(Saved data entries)
● ● ●
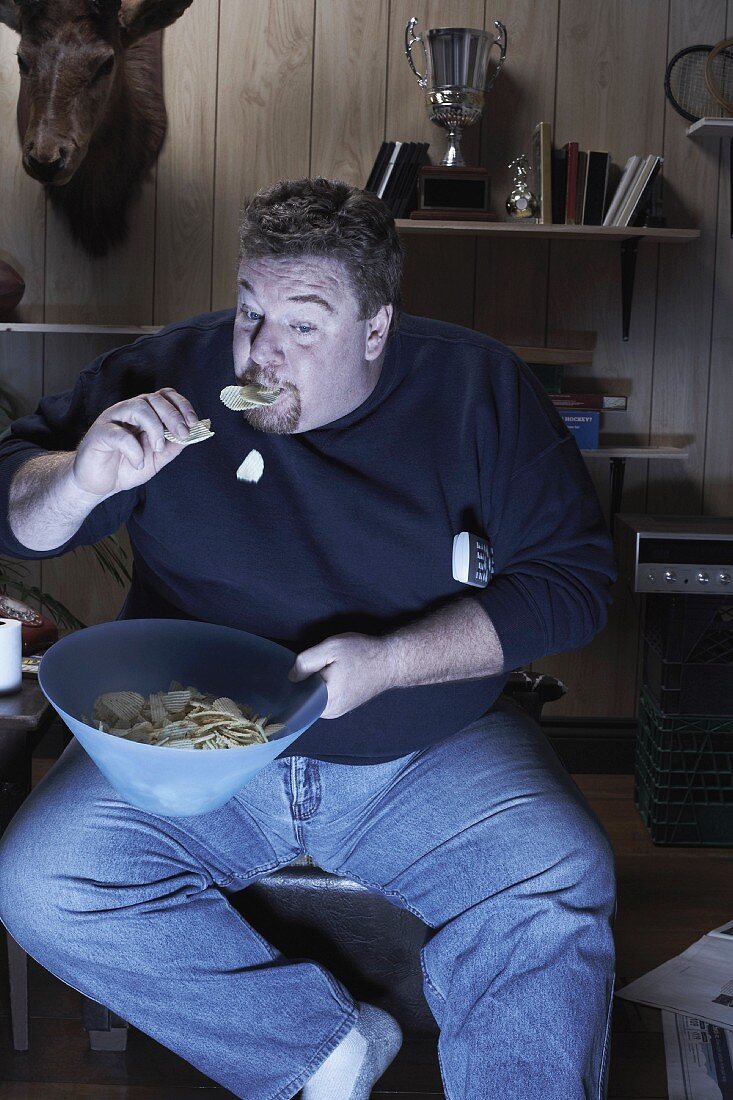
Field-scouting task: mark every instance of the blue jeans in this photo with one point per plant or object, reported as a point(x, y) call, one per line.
point(484, 836)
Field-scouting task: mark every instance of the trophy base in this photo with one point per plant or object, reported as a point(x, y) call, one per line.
point(455, 190)
point(449, 215)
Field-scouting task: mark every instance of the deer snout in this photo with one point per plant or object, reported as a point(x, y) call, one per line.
point(46, 165)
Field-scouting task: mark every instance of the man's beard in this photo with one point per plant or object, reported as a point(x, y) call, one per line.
point(272, 418)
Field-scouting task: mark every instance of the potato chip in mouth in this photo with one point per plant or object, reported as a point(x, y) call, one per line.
point(249, 397)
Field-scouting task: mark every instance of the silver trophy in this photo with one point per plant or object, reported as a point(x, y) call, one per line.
point(457, 59)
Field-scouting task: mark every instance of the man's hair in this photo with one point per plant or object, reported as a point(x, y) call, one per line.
point(332, 219)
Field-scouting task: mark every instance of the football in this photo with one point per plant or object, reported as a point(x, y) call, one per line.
point(11, 289)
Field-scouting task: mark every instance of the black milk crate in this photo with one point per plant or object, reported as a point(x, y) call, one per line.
point(688, 653)
point(684, 777)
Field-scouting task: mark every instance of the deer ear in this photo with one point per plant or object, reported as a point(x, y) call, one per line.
point(139, 18)
point(10, 14)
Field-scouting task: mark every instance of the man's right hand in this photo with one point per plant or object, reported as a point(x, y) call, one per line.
point(126, 447)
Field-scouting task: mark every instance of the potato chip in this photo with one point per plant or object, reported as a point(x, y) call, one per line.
point(251, 396)
point(196, 435)
point(182, 718)
point(227, 706)
point(157, 712)
point(252, 468)
point(113, 705)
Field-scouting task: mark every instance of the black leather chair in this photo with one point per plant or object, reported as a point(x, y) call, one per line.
point(365, 942)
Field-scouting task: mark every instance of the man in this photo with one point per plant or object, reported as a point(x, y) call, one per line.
point(390, 437)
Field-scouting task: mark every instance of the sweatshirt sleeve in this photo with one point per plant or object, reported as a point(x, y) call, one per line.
point(58, 424)
point(553, 560)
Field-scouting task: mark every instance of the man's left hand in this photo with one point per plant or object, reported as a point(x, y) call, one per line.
point(356, 667)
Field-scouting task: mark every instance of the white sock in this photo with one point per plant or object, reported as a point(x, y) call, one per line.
point(356, 1065)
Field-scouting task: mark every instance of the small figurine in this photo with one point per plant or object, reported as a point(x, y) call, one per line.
point(522, 202)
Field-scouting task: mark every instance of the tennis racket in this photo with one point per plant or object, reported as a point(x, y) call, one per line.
point(686, 87)
point(719, 74)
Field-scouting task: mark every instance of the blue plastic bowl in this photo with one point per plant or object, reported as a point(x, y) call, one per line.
point(145, 656)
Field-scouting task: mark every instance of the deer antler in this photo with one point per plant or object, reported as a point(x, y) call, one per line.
point(105, 7)
point(10, 14)
point(139, 18)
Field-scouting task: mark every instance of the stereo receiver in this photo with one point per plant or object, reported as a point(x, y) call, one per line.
point(690, 554)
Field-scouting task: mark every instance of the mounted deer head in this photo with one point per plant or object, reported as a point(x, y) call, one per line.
point(90, 111)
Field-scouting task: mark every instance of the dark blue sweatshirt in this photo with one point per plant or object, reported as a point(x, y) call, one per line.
point(351, 525)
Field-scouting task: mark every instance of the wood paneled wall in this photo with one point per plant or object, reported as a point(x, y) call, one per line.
point(260, 90)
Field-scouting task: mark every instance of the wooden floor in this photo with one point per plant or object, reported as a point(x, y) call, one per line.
point(667, 899)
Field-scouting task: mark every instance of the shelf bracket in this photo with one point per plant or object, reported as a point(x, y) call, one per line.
point(616, 487)
point(628, 249)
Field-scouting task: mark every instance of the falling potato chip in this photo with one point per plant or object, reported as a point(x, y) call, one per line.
point(196, 435)
point(252, 468)
point(182, 718)
point(248, 397)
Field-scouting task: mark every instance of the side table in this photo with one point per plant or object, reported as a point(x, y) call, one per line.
point(24, 718)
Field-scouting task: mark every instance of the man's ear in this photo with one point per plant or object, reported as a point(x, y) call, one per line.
point(378, 330)
point(10, 14)
point(139, 18)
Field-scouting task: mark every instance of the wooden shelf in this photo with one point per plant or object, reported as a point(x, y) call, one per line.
point(85, 330)
point(547, 232)
point(617, 455)
point(711, 128)
point(627, 237)
point(636, 452)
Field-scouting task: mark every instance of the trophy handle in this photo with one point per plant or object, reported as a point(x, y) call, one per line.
point(412, 40)
point(501, 42)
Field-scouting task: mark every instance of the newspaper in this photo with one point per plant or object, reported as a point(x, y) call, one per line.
point(699, 1058)
point(698, 982)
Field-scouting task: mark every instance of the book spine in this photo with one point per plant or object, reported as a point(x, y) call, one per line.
point(643, 200)
point(571, 183)
point(582, 171)
point(583, 426)
point(559, 184)
point(621, 191)
point(589, 402)
point(543, 164)
point(595, 185)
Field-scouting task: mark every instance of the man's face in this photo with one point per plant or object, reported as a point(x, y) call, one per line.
point(298, 327)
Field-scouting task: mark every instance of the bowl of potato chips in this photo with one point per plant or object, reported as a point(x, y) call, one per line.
point(178, 715)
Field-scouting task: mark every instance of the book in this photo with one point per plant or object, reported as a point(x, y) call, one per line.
point(559, 183)
point(635, 208)
point(571, 183)
point(597, 180)
point(584, 427)
point(378, 168)
point(580, 189)
point(406, 199)
point(387, 187)
point(627, 177)
point(589, 400)
point(542, 160)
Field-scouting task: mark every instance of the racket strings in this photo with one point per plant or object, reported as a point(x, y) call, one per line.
point(687, 84)
point(722, 76)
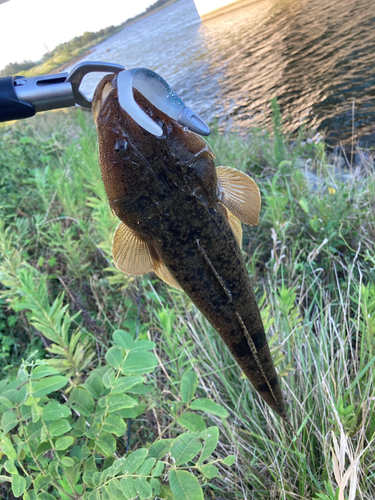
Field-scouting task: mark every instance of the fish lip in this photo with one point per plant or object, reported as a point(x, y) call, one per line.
point(161, 95)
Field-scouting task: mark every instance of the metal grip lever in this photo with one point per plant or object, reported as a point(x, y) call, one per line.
point(45, 92)
point(11, 108)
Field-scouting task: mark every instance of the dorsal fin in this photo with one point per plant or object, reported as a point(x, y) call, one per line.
point(239, 193)
point(131, 253)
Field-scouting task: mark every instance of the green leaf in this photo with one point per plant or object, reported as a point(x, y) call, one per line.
point(15, 396)
point(79, 427)
point(10, 467)
point(229, 460)
point(132, 412)
point(54, 411)
point(184, 485)
point(42, 448)
point(209, 406)
point(304, 205)
point(145, 468)
point(211, 438)
point(209, 470)
point(45, 496)
point(189, 383)
point(192, 421)
point(108, 378)
point(128, 488)
point(112, 490)
point(158, 469)
point(143, 488)
point(48, 385)
point(94, 385)
point(42, 481)
point(134, 460)
point(155, 485)
point(30, 495)
point(139, 363)
point(115, 425)
point(64, 442)
point(94, 495)
point(117, 402)
point(114, 357)
point(8, 421)
point(143, 345)
point(18, 485)
point(6, 402)
point(106, 444)
point(160, 448)
point(82, 401)
point(123, 339)
point(42, 371)
point(123, 384)
point(59, 427)
point(185, 447)
point(67, 461)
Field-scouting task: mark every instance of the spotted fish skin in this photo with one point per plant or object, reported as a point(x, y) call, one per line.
point(165, 190)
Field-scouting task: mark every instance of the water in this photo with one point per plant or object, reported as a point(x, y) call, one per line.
point(316, 56)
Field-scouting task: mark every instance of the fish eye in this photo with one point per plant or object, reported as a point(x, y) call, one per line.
point(159, 122)
point(120, 145)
● ● ●
:: Exercise instructions ::
Put every line of the rows above into a JSON list of strings, one string per line, with blank lines skipped and the pictures left out.

:: Response to this exercise ::
[
  "Field-scouting task: mark every instance of the blue jeans in this photo with one point per plant or object, reported as a point(x, y) call, one per line.",
  "point(484, 836)",
  "Field-scouting task: mark every instance of the trophy base in this photo with one point per plant or object, reported as a point(x, y) call, one per line.",
  "point(455, 190)",
  "point(449, 215)",
  "Field-scouting task: mark every instance of the deer snout in this photo with one point per plant or object, reported as a point(x, y) call, one per line.",
  "point(46, 165)",
  "Field-scouting task: mark every instance of the man's beard in this photo with one point per plant or object, reported as a point(x, y) call, one per line.",
  "point(272, 418)",
  "Field-scouting task: mark every instance of the potato chip in mouth in this photo with one point per plant or object, reported as a point(x, y) call, one per line.",
  "point(249, 397)",
  "Field-scouting task: mark every instance of the silver trophy in this photo with one point per plant or object, reported as a point(x, y) call, one per line.",
  "point(457, 59)",
  "Field-scouting task: mark every instance of the man's hair in this photo with one point per plant or object, reported as a point(x, y) call, one per line.",
  "point(332, 219)",
  "Field-scouting task: mark every instance of the football in this photo with one point per plant or object, reported as a point(x, y) call, one per line.",
  "point(11, 289)",
  "Field-scouting task: mark every instance of the black milk crate in this photo with one point per plant or object, reported as a point(x, y) call, one per line.",
  "point(688, 653)",
  "point(684, 777)",
  "Field-scouting task: mark every instance of the deer ear in this photo with one point per plant or object, reported as a point(x, y) call, one per line.",
  "point(139, 18)",
  "point(10, 14)",
  "Field-scouting task: mark every instance of the man's right hand in this photo with one point per plant or object, reported as a point(x, y) call, one per line.",
  "point(126, 447)",
  "Field-scouting task: mark every instance of the potato chip in this photo with one point per plant or object, reported as a point(x, y) call, one per line.",
  "point(251, 396)",
  "point(196, 435)",
  "point(182, 718)",
  "point(227, 706)",
  "point(157, 712)",
  "point(252, 468)",
  "point(113, 705)",
  "Field-scouting task: mark every instance of the black leather chair in this photo with one point per plant or object, reported as a point(x, y) call, one per line.",
  "point(365, 942)",
  "Field-scouting task: mark every instance of the man in this photo with one point per plant or object, reported as a point(x, y) call, one per line.",
  "point(390, 437)",
  "Field-scouting task: mark every instance of the sweatshirt sleeve in this photo with one point per plant or object, reported as a point(x, y) call, one per line.",
  "point(58, 424)",
  "point(553, 560)",
  "Field-scouting task: mark every instance of the man's left hand in this photo with one point per plant or object, reported as a point(x, y) call, one per line.",
  "point(356, 667)",
  "Field-scouting task: mark every instance of the white sock in this photo with one point per plant or object, reported as a point(x, y) call, one per line.",
  "point(356, 1065)",
  "Field-scouting task: mark every instance of the small figurine in this photo with one point per plant or object, reported as a point(x, y) call, one per line.",
  "point(522, 202)",
  "Field-scouting task: mark every instance of the tennis racket in this photo with one point per plant or object, reported as a point(x, y) call, one per line.",
  "point(686, 87)",
  "point(719, 74)",
  "Field-scouting task: mark every instance of the blue plastic bowl in this photo with one point per plant or object, reported as a point(x, y) call, one per line.",
  "point(145, 656)",
  "Field-scouting task: mark every instance of the deer antler in this photo with one point per plant or object, reported as a point(x, y) call, one per line.",
  "point(105, 7)",
  "point(10, 14)",
  "point(139, 18)",
  "Field-scouting task: mark every instance of the stereo receiver in this photo with one point per plant or object, reported as a point(x, y) call, one per line.",
  "point(690, 554)",
  "Field-scouting task: mark every instance of the mounted deer head in this photo with one point per plant or object, reported as a point(x, y) call, one per line.",
  "point(90, 111)",
  "Field-scouting task: mark every instance of the dark blue sweatshirt in this photo with one point per plant or object, reported as a point(x, y) call, one per line.",
  "point(351, 525)",
  "Field-scouting task: mark every instance of the wood paneled wall in this photo with one point per plant or object, reported as a point(x, y) call, one per line.",
  "point(260, 90)",
  "Field-scouting task: mark every instance of the wooden floor in this photo with one point per plant or object, reported as a point(x, y) call, one per line.",
  "point(667, 899)",
  "Field-scouting task: mark every instance of the shelf bracket in this photo with one point per plant or object, reported as a point(x, y) call, one per line.",
  "point(616, 487)",
  "point(628, 249)",
  "Field-scouting task: mark every instance of the falling potato chip in this photo with one point per plant or object, reported as a point(x, y) call, one per line.",
  "point(196, 435)",
  "point(252, 468)",
  "point(182, 718)",
  "point(248, 397)",
  "Field-scouting task: mark every instance of the side table in this photo with one point per plant or object, reported as a point(x, y) call, one per line.",
  "point(24, 718)",
  "Field-scouting task: mark every instance of the man's ear in this photo with one point per plant or object, reported as a point(x, y) call, one per line.",
  "point(378, 330)",
  "point(10, 14)",
  "point(139, 18)",
  "Field-scouting task: mark every instance of the wooden shelf in this photo with one point per plant or object, reported as a point(x, y) call, one per line.",
  "point(85, 330)",
  "point(547, 232)",
  "point(617, 455)",
  "point(711, 128)",
  "point(627, 237)",
  "point(636, 452)",
  "Field-scouting task: mark every instance of the trophy handle in this photo with one point per plant or object, reported as a point(x, y) call, one per line.",
  "point(412, 40)",
  "point(501, 42)",
  "Field-scouting task: mark every instance of the newspaper in this photo with one point per plant or object, reported as a point(x, y) call, one per line.",
  "point(699, 1058)",
  "point(698, 982)",
  "Field-scouting task: mark every instance of the book spine in this photo with one point per plant or object, reported as a point(x, y) call, one per line.",
  "point(643, 200)",
  "point(571, 183)",
  "point(582, 171)",
  "point(583, 426)",
  "point(559, 184)",
  "point(621, 191)",
  "point(589, 402)",
  "point(543, 164)",
  "point(595, 185)",
  "Field-scouting task: mark every instance of the man's face in this photo with one point per plant or object, reported as a point(x, y) call, one per line.",
  "point(298, 327)",
  "Field-scouting task: mark every instance of the bowl of potato chips in this photo with one point per plant or object, reported as a point(x, y) call, one per line.",
  "point(178, 715)",
  "Field-scouting task: mark every instance of the book in this photo with one point per plant or object, reported as a point(x, y) call, one per line.",
  "point(559, 183)",
  "point(635, 208)",
  "point(571, 183)",
  "point(597, 180)",
  "point(584, 427)",
  "point(378, 168)",
  "point(580, 189)",
  "point(406, 199)",
  "point(387, 187)",
  "point(627, 177)",
  "point(589, 400)",
  "point(542, 160)",
  "Field-scouting task: mark every instance of the racket strings in this photo with one point per plant or object, reported as a point(x, y) call, one per line.",
  "point(687, 84)",
  "point(722, 76)",
  "Field-scouting task: mark every instance of the fish lip in this photo with one point per plant or object, reported as a point(x, y) call, one per line.",
  "point(161, 95)",
  "Field-scouting task: mark every instance of the metal grip lever in this photo with one point per plant or object, reported as a point(x, y) call, one per line.",
  "point(45, 92)",
  "point(11, 108)",
  "Field-scouting task: mark every instance of the dorsal fin in this photo with one point per plant or object, reported as a point(x, y) call, one per line.",
  "point(239, 193)",
  "point(131, 253)",
  "Field-scouting task: mark every instance of the green leaf in this photo with one point per plant or object, reported as a point(x, y) call, one per line.",
  "point(15, 396)",
  "point(79, 427)",
  "point(10, 467)",
  "point(229, 460)",
  "point(132, 412)",
  "point(54, 411)",
  "point(184, 485)",
  "point(42, 448)",
  "point(209, 406)",
  "point(304, 205)",
  "point(145, 468)",
  "point(211, 438)",
  "point(209, 470)",
  "point(45, 496)",
  "point(189, 383)",
  "point(192, 421)",
  "point(108, 378)",
  "point(128, 488)",
  "point(112, 490)",
  "point(158, 469)",
  "point(143, 488)",
  "point(48, 385)",
  "point(94, 385)",
  "point(42, 481)",
  "point(134, 460)",
  "point(155, 485)",
  "point(30, 495)",
  "point(139, 363)",
  "point(115, 425)",
  "point(64, 442)",
  "point(94, 495)",
  "point(117, 402)",
  "point(114, 357)",
  "point(8, 421)",
  "point(143, 345)",
  "point(18, 485)",
  "point(6, 402)",
  "point(106, 444)",
  "point(160, 448)",
  "point(82, 401)",
  "point(123, 339)",
  "point(42, 371)",
  "point(123, 384)",
  "point(59, 427)",
  "point(185, 447)",
  "point(67, 461)",
  "Field-scouting task: mark every instance of the spotted fish skin in this photo with one point per plant or object, reported as a point(x, y) call, one per line.",
  "point(165, 190)",
  "Field-scouting task: mark every instance of the water in this photo with one point per plant or object, reported as a point(x, y) call, one per line.",
  "point(316, 56)",
  "Field-scouting task: mark every instance of the fish eye in this photo with one point per plant or object, reported as a point(x, y) call, one per line.",
  "point(159, 122)",
  "point(120, 145)"
]